[Text section]
Federal healthcare law could boost some California premiums by 30%
The federal healthcare law will help cause insurance premiums to rise 30% on average for many middle-income Californians next year, but lower-income consumers could save up to 84%, a new government report says.
Covered California, the state agency that commissioned the report issued Thursday, said federal subsidies and decreases in out-of-pocket medical expenses should offset most of the higher premiums for people buying their own health coverage.
Officials said about 570,000 Californians who have annual incomes between 250% and 400% of the federal poverty line and have individual policies now will pay 47% less, on average, due to federal subsidies.
These state estimates offer the first detailed look at how healthcare costs may change for millions of Californians next year and the various factors that will affect families’ overall medical expenses.
The affordability of coverage will play a pivotal role in whether California can successfully implement President Obama’s Affordable Care Act and reach the goal of extending coverage to many of the state’s 5.6 million uninsured residents.
Even supporters of the federal overhaul have expressed concern that the government requirement for richer benefits and new consumer protections will drive up premiums too high.
“It is critical for us to understand the true financial impact on Californians as we move toward 2014, and this is an important step in determining strategies to help protect consumers from cost increases,” said Peter Lee, executive director of Covered California. “There may be increases in premiums depending on what product people buy.”
[/Text section]
## Tasks to complete
- a) From the premiums article, reproduce the passage between "Even supporters of" and "premiums too high.", inclusive.
- b) List every distinct percentage figure that appears in the premiums article.
- c) Answer these questions using the premiums article:
(i) Who is the executive director of Covered California?
(ii) How many uninsured residents does California have?
(iii) About how many Californians with incomes between 250% and 400% of the federal poverty line will pay 47% less on average?
Rely on the text alone.
[Supplied information]
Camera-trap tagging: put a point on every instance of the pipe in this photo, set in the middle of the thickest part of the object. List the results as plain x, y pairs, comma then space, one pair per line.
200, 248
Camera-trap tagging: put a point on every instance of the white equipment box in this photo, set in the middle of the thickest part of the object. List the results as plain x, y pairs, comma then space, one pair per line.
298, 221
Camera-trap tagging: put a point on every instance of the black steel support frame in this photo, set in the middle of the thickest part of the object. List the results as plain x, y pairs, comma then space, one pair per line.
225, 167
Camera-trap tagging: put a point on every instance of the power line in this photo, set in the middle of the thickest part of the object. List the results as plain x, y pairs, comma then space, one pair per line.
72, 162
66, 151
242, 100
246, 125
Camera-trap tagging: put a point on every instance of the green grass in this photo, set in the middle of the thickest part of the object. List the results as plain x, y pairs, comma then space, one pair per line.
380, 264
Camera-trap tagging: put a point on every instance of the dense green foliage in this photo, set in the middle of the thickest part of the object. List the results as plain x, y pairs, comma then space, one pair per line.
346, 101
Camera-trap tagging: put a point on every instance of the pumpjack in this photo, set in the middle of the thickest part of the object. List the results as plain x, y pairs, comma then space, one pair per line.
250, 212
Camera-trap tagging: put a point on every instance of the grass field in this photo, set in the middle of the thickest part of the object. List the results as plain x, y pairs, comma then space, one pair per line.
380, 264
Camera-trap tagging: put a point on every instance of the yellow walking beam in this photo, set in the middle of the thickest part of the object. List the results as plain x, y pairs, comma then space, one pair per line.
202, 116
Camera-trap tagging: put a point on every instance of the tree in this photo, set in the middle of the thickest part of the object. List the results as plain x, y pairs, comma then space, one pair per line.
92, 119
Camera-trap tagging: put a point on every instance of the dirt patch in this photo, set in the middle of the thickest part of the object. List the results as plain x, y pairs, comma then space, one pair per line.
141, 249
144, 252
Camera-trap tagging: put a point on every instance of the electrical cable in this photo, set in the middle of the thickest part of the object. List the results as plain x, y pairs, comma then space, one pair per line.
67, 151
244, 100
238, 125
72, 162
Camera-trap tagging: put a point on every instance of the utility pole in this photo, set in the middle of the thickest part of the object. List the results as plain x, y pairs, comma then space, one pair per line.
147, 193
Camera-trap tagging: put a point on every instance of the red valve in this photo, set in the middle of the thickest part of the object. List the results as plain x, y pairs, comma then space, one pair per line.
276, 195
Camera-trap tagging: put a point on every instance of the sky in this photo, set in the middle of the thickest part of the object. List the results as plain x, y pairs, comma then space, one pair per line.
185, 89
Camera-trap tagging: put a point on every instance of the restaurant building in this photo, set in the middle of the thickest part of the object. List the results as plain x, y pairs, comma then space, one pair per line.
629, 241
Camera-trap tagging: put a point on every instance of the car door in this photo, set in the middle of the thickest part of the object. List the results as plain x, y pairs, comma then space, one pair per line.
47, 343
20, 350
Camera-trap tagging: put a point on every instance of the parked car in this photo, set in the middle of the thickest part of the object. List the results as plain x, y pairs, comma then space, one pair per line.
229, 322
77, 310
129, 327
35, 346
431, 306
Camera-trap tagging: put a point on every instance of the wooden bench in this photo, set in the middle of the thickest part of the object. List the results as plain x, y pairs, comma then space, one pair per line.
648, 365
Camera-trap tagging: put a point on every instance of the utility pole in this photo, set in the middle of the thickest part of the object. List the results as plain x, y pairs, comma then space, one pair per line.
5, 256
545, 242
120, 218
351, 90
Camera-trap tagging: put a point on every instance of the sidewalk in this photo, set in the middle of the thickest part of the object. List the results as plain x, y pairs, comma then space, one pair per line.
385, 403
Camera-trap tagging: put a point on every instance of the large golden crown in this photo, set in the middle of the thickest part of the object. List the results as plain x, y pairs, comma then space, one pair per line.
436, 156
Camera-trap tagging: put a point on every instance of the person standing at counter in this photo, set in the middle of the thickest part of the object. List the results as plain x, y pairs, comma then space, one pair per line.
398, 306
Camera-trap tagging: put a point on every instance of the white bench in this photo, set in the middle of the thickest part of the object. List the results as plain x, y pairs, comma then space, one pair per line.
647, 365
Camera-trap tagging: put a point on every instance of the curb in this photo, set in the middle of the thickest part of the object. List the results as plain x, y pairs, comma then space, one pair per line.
[/Supplied information]
## List of solutions
- a)
Even supporters of the federal overhaul have expressed concern that the government requirement for richer benefits and new consumer protections will drive up premiums too high.

- b) 30%, 84%, 250%, 400%, 47%

- c)
(i) Peter Lee
(ii) 5.6 million
(iii) About 570,000